### Jouw opdracht
Werk het deel van de subsidieverordening bij dat begint bij "Artikel 23 Subsidievaststelling" en eindigt bij "aan de aanvrager.", en zet daarin "kalenderjaar" in plaats van "boekjaar". Geef dat deel daarna volledig weer.

Artikel 21 Verantwoording bij projectsubsidies

Tenzij in de subsidiebeschikking een andere termijn is genoemd, dient de subsidieontvanger in het jaar na afloop van het subsidietijdvak waarvoor de subsidie is verleend de volgende bescheiden in bij het college:

  • a.

    een inhoudelijk jaarverslag waaruit blijkt of het doel is gerealiseerd en de activiteiten zijn uitgevoerd;

  • b.

    een overzicht van de activiteiten en de hieraan verbonden uitgaven en inkomsten (financieel verslag of jaarrekening);

  • c.

    een balans naar de toestand aan het einde van het afgelopen subsidietijdvak met een toelichting daarop.

Artikel 22 Intrekking, wijziging, beëindiging en lagere vaststelling van subsidies

  • 1. Zolang de subsidie nog niet is vastgesteld kan het college de subsidieverlening intrekken of ten nadele van de subsidie-ontvanger wijzigen, uitsluitend in de gevallen waarin de Awb voorziet in de artikelen 4:48, 4:50 en 4:51.

  • 2. Het college kan de subsidievaststelling intrekken of ten nadele van de subsidieontvanger wijzigen, uitsluitend in de gevallen waarin de Awb voorziet in artikel 4:49.

  • 3. Intrekking of wijziging op grond van de vorige 2 leden van dit artikel geschiedt zodanig dat de instelling wordt gehoord en dat zij de verplichtingen naar behoren kan beëindigen die zij in redelijkheid is aangegaan op grond van een verleende subsidie in het licht van haar statutaire doelstelling.

  • 4. In geval van intrekking, wijziging of lagere vaststelling kunnen reeds betaalde voorschotten door het college worden teruggevorderd.

Artikel 23 Subsidievaststelling

  • 1. De subsidieontvanger dient binnen 4 maanden na afloop van het boekjaar een aanvraag tot vaststelling van de subsidie in.

  • 2. De subsidie wordt per subsidietijdvak vastgesteld, tenzij anders is bepaald.

  • 3. Het college stelt de subsidie vast binnen 3 maanden na ontvangst van de aanvraag tot subsidievaststelling.

  • 4. Het college kan de in het tweede lid genoemde termijn met maximaal 13 weken verlengen. Zij doet hiervan voor afloop van de in het tweede lid vermelde termijn mededeling aan de aanvrager.

  • 5. Het college kan categorieën van subsidies of subsidieontvangers aanwijzen waarvoor de subsidieverlening en subsidievaststelling tegelijkertijd bepaald wordt.

  • 6. Het college kan nadere regels stellen ten aanzien van het tijdstip waarop een aanvraag voor subsidievaststelling ingediend moet zijn.

  • 7. Indien het college een tijdstip heeft bepaald waarop aanvragen uiterlijk moeten zijn ingediend, gaat de in het derde lid vermelde termijn in op de dag na die waarop dit tijdstip is verstreken.

Artikel 24 Onvoorziene situaties

In gevallen waarin deze verordening niet voorziet of onduidelijk is, beslist het college.

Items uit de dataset
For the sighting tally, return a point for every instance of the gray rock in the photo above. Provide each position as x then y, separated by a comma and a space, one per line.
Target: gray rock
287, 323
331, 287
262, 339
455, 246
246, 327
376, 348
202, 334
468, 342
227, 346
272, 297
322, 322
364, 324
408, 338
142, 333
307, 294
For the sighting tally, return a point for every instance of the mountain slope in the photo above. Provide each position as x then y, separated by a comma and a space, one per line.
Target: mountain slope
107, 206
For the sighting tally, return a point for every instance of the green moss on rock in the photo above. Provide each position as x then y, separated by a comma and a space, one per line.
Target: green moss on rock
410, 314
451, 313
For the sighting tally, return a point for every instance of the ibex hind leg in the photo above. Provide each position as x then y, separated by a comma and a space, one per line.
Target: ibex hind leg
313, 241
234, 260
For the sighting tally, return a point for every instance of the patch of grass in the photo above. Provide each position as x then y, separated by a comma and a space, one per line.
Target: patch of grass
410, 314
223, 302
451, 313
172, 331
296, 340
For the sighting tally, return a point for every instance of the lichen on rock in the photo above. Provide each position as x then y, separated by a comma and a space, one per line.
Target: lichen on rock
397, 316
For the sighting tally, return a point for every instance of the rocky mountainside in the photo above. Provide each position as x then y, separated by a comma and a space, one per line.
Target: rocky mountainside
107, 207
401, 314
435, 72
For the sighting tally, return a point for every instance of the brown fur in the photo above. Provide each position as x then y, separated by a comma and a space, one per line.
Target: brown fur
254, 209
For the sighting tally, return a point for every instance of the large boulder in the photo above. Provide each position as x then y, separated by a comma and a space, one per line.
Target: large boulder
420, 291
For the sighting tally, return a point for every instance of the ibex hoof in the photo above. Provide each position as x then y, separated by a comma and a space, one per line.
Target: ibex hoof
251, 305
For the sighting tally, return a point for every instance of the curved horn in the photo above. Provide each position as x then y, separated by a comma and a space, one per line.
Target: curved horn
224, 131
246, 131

### Opgeloste opgave
Artikel 23 Subsidievaststelling

  • 1. De subsidieontvanger dient binnen 4 maanden na afloop van het kalenderjaar een aanvraag tot vaststelling van de subsidie in.

  • 2. De subsidie wordt per subsidietijdvak vastgesteld, tenzij anders is bepaald.

  • 3. Het college stelt de subsidie vast binnen 3 maanden na ontvangst van de aanvraag tot subsidievaststelling.

  • 4. Het college kan de in het tweede lid genoemde termijn met maximaal 13 weken verlengen. Zij doet hiervan voor afloop van de in het tweede lid vermelde termijn mededeling aan de aanvrager.